TASK GOAL
Gather each line in the entries that includes the string "pink".

########################################

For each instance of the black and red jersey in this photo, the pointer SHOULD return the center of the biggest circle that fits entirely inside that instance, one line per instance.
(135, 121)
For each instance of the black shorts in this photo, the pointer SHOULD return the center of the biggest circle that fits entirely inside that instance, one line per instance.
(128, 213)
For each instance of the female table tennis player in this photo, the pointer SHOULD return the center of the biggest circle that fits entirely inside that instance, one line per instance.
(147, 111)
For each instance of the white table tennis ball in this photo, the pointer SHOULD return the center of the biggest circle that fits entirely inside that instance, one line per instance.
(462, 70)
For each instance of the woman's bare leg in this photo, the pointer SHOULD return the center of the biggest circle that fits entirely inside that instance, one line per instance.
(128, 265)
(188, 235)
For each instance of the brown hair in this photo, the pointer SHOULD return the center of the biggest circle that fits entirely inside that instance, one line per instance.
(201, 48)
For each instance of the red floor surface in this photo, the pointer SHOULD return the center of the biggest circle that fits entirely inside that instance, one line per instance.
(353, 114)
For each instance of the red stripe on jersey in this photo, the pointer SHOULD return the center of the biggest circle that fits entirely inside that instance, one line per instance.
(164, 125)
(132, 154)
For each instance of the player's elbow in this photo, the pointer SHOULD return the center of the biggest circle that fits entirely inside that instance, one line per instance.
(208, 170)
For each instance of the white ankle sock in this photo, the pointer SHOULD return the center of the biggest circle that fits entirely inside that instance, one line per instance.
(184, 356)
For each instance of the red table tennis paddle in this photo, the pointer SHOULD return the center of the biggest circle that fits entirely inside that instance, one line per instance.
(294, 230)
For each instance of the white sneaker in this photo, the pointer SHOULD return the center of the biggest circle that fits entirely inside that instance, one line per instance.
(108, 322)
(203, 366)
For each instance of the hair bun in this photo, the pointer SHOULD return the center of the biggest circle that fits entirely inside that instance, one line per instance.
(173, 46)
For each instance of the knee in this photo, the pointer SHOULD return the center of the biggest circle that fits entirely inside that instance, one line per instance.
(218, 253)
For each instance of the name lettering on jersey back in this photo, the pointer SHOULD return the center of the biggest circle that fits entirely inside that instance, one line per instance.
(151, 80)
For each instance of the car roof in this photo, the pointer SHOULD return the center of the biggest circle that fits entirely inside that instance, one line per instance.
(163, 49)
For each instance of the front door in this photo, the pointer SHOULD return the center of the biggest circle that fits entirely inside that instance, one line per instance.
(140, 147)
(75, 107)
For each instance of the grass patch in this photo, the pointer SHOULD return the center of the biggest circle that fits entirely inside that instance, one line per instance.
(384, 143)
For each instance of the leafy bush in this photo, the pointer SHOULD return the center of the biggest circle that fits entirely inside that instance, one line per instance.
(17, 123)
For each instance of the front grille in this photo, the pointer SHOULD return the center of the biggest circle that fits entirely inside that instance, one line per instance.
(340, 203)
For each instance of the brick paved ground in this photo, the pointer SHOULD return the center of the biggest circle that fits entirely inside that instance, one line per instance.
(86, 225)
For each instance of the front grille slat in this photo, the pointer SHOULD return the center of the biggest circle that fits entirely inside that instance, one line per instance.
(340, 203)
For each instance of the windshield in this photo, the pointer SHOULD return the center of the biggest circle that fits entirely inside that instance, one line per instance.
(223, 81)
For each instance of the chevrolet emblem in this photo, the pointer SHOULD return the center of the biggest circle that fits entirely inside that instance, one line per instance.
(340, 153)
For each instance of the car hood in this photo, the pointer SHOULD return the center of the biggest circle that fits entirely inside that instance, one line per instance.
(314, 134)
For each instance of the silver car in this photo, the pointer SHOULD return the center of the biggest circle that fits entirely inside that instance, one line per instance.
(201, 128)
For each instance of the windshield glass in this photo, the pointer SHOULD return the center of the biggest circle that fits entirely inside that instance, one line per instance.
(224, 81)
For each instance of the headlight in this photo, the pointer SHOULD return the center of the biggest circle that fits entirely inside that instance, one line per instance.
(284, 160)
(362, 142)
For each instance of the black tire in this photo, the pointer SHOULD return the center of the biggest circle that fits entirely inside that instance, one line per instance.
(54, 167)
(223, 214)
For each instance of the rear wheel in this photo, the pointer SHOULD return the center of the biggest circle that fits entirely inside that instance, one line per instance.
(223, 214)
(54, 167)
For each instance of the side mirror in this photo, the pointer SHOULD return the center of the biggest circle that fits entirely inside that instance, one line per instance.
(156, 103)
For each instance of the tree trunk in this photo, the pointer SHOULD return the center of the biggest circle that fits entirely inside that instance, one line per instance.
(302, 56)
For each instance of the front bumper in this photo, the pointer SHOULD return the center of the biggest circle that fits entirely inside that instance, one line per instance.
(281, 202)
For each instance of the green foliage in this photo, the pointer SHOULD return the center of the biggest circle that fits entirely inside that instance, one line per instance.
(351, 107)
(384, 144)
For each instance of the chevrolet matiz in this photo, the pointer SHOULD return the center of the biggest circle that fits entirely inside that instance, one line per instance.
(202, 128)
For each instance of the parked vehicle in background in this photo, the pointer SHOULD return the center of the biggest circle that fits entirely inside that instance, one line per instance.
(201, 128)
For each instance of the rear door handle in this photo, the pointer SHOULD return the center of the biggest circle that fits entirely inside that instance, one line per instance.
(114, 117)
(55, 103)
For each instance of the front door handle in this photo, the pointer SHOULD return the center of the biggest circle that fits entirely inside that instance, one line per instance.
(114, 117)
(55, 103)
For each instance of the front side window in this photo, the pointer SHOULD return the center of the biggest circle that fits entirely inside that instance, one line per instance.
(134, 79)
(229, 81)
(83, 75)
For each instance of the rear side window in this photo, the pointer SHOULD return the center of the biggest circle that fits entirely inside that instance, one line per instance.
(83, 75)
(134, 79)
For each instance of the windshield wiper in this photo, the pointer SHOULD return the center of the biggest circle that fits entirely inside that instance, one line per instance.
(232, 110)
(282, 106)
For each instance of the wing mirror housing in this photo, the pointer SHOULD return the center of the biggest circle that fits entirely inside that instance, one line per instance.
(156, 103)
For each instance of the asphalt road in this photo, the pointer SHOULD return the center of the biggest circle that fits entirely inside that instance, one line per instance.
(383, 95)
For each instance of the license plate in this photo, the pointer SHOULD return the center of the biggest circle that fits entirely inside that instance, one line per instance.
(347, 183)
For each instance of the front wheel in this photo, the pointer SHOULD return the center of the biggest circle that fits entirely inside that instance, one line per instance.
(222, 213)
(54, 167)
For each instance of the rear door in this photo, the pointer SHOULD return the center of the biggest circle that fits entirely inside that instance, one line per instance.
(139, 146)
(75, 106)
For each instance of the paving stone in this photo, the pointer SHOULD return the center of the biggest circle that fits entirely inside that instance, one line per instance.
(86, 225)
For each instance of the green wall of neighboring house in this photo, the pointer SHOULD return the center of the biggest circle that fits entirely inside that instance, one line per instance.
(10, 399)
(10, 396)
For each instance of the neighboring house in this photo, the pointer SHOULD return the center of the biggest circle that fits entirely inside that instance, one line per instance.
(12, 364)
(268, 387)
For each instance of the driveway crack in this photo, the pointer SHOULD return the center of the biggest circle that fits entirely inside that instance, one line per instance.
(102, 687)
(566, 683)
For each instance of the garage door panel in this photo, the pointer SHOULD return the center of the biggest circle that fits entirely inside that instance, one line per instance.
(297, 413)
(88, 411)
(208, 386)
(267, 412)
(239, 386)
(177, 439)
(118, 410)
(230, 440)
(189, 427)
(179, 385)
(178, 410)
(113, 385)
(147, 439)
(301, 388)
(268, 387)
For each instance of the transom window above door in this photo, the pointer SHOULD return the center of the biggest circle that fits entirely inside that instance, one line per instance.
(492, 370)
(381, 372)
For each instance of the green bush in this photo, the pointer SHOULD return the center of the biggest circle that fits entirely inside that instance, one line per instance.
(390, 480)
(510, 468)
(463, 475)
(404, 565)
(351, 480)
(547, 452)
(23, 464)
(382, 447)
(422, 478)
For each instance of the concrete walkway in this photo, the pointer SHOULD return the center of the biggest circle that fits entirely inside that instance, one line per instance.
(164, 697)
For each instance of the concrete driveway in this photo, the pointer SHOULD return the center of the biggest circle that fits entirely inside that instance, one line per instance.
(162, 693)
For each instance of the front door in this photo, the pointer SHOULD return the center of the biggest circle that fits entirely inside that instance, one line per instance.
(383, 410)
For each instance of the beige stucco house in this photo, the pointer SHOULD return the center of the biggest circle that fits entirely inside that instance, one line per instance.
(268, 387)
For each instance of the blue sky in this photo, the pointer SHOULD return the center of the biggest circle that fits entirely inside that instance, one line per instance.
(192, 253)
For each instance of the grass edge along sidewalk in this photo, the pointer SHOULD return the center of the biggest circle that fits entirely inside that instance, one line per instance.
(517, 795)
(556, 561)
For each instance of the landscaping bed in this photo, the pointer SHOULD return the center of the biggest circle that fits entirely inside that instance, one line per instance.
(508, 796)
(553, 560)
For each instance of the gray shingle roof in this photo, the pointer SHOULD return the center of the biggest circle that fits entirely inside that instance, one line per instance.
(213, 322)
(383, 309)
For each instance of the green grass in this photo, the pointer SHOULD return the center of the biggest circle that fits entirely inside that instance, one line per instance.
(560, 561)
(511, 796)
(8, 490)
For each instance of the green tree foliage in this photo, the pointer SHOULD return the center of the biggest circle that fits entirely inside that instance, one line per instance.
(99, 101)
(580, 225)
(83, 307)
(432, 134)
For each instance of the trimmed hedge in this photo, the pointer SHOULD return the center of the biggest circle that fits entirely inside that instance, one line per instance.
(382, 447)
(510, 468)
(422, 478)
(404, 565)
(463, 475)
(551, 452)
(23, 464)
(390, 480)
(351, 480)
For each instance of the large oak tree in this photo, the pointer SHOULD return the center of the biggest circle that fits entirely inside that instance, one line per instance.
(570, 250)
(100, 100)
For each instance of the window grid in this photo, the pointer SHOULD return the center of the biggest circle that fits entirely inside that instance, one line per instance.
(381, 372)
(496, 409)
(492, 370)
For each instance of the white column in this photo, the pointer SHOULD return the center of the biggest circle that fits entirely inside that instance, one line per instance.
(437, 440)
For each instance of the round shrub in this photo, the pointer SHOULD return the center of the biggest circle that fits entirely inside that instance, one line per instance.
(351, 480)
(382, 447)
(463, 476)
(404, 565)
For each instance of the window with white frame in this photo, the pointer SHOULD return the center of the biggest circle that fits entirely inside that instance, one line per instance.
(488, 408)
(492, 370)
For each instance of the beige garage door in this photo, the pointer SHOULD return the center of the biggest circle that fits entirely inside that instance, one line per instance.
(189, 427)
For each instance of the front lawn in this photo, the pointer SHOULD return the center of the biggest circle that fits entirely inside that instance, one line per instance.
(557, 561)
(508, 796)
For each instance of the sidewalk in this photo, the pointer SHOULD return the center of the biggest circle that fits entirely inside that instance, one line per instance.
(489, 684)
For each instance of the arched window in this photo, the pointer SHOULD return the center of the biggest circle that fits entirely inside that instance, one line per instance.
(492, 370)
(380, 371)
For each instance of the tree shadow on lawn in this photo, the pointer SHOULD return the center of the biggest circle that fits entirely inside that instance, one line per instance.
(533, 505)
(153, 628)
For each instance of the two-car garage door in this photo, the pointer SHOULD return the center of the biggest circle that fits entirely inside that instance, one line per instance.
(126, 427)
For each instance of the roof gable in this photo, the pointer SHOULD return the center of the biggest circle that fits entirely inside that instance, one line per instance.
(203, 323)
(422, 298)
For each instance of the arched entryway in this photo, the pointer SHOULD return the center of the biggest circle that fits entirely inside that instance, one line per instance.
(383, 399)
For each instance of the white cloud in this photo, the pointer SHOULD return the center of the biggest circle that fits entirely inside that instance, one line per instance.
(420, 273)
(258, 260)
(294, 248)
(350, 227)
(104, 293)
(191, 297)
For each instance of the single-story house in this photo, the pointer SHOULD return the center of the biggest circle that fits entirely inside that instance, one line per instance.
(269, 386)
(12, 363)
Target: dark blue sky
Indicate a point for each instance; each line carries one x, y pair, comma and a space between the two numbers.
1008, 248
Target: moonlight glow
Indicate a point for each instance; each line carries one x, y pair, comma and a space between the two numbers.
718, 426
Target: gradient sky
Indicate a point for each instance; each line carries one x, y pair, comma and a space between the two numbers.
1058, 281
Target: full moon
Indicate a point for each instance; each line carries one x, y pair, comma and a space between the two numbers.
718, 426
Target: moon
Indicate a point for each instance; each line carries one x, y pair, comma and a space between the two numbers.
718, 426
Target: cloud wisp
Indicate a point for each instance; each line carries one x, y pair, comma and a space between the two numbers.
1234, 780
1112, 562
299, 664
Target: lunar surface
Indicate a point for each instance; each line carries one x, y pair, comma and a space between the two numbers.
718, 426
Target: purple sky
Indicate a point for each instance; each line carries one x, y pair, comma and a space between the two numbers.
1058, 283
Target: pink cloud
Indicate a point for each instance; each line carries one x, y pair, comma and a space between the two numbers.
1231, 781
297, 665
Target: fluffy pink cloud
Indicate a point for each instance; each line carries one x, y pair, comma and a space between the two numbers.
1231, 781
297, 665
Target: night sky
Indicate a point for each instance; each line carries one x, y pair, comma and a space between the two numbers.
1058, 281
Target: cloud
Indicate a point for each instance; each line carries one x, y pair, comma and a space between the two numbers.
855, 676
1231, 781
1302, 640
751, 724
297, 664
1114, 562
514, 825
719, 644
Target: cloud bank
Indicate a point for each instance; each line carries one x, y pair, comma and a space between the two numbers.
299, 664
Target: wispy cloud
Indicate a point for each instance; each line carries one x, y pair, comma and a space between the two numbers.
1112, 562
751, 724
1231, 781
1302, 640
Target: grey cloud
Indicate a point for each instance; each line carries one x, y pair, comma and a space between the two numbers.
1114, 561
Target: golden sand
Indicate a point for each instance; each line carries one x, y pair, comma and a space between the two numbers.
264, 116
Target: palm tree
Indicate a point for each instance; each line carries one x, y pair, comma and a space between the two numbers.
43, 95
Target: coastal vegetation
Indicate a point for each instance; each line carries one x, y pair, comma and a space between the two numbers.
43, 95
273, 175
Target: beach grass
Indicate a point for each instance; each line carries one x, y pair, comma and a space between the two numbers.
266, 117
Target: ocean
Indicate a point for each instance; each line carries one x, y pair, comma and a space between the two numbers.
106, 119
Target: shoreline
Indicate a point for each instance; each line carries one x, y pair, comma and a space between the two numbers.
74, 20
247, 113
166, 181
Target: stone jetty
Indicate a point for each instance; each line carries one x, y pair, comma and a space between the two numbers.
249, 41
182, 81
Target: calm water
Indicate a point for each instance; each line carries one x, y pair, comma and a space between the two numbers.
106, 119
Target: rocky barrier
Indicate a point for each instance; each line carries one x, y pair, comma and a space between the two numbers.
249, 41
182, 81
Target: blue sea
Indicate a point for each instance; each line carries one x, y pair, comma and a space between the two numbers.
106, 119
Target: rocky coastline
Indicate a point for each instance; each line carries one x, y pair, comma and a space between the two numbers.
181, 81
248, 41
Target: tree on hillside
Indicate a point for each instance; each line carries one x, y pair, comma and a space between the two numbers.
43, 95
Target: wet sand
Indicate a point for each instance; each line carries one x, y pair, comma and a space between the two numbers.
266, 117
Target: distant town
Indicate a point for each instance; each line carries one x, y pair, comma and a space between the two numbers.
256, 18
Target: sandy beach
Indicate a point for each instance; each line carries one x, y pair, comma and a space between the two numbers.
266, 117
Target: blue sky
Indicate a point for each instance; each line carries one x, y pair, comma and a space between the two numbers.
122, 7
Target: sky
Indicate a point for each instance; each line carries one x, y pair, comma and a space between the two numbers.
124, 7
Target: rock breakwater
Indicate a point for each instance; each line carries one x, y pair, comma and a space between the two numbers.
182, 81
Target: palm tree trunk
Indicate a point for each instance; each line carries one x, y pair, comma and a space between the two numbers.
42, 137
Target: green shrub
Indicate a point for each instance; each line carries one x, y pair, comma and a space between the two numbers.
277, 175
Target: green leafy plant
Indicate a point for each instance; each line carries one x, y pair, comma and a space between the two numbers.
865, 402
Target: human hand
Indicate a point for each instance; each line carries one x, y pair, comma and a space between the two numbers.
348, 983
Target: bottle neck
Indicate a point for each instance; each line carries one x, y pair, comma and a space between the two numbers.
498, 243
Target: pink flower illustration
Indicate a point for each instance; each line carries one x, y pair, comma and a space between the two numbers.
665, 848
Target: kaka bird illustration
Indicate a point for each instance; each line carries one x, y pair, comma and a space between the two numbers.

########################################

WORKED SOLUTION
Target: pink cloud
Target: fluffy pink cloud
Target: pink flower illustration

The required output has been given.